# QUESTIONS ON THE MATERIAL
A. Answer these questions using the book review:
(i) How many pages does the book have?
(ii) In which city were the three women murdered?
(iii) In what year is Oonagh found at the start of Keep Her Silent?
B. Translate this sentence from the book review into Spanish: "When history starts to repeat itself, it seems the killer is closer than she thinks."
━━━ DOCUMENT PASSAGE ━━━
Source: Review copy
Publication: 21 August 2018 from Aria
Pp: 428
ISBN-13: 978-1788545334
Do that which is good and no evil shall touch you’ That was the note the so-called Raphael killer left on each of his victims. Everyone in Glasgow – investigative journalist Oonagh O’Neil included – remember the murder of three women in Glasgow which sent a wave of terror through the city. They also remember that he is still at large… When the police investigation into the Raphael killings reopens, Oonagh is given a tip off that leads her straight to the heart of a complex and deadly cover-up. When history starts to repeat itself, it seems the killer is closer than she thinks. Could Oonagh be the next target…?
Keep Her Silent is the follow up to The Lost Girls and we find Oonagh in 2002 and not yet wholly recovered from her ordeal as she investigated the brutal abuse in the Magdalen institutions run by the Catholic Church. Oonagh herself was savagely attacked and she has the scar to prove it – and her good friend Father Tom has now left the church. Physically she is now fine, but her nerves are on edge, her judgement is a wee bit shoogly and she is finding it hard to get by even on a maximum dose of tranquilisers.
━━━ INFORMATION ━━━
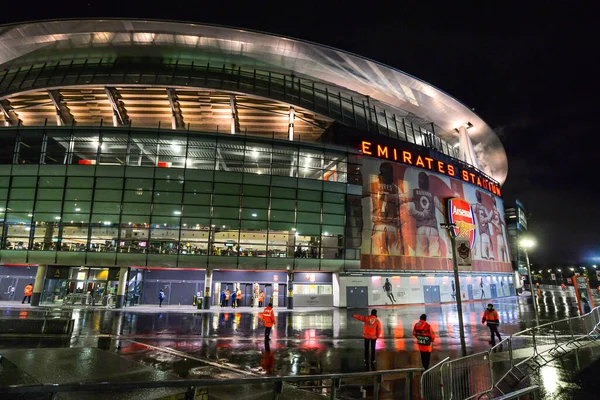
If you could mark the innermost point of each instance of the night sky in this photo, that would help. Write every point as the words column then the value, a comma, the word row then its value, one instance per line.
column 527, row 69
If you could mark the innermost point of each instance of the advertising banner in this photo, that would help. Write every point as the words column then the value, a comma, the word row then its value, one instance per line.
column 402, row 209
column 463, row 253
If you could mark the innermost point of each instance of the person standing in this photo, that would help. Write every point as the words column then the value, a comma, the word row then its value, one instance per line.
column 238, row 297
column 161, row 297
column 269, row 320
column 223, row 302
column 227, row 295
column 371, row 331
column 493, row 320
column 28, row 291
column 425, row 336
column 388, row 288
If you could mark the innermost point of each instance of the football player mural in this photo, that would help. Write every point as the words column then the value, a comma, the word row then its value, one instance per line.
column 403, row 208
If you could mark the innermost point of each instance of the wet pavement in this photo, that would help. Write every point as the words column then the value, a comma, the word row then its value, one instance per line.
column 225, row 343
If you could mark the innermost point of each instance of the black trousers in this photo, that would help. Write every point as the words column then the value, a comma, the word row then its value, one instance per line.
column 425, row 358
column 370, row 343
column 494, row 331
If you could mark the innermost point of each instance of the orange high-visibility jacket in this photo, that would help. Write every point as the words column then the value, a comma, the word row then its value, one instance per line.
column 372, row 328
column 491, row 317
column 422, row 328
column 268, row 317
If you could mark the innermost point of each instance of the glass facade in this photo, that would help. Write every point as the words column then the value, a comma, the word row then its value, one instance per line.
column 146, row 198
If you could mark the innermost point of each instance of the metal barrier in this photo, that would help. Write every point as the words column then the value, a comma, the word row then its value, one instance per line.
column 467, row 377
column 512, row 359
column 531, row 391
column 329, row 384
column 431, row 379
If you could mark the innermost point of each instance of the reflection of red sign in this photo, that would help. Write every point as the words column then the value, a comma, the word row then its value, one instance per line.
column 86, row 162
column 461, row 214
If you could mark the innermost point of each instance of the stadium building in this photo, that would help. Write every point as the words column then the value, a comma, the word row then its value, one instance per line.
column 140, row 155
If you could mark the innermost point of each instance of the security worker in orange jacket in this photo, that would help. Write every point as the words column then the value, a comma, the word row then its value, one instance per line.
column 493, row 320
column 238, row 298
column 425, row 337
column 371, row 331
column 28, row 291
column 269, row 320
━━━
# ANSWERS FOR EACH ITEM
A.
(i) 428
(ii) Glasgow
(iii) 2002

B. Cuando la historia empieza a repetirse, parece que el asesino está más cerca de lo que ella cree.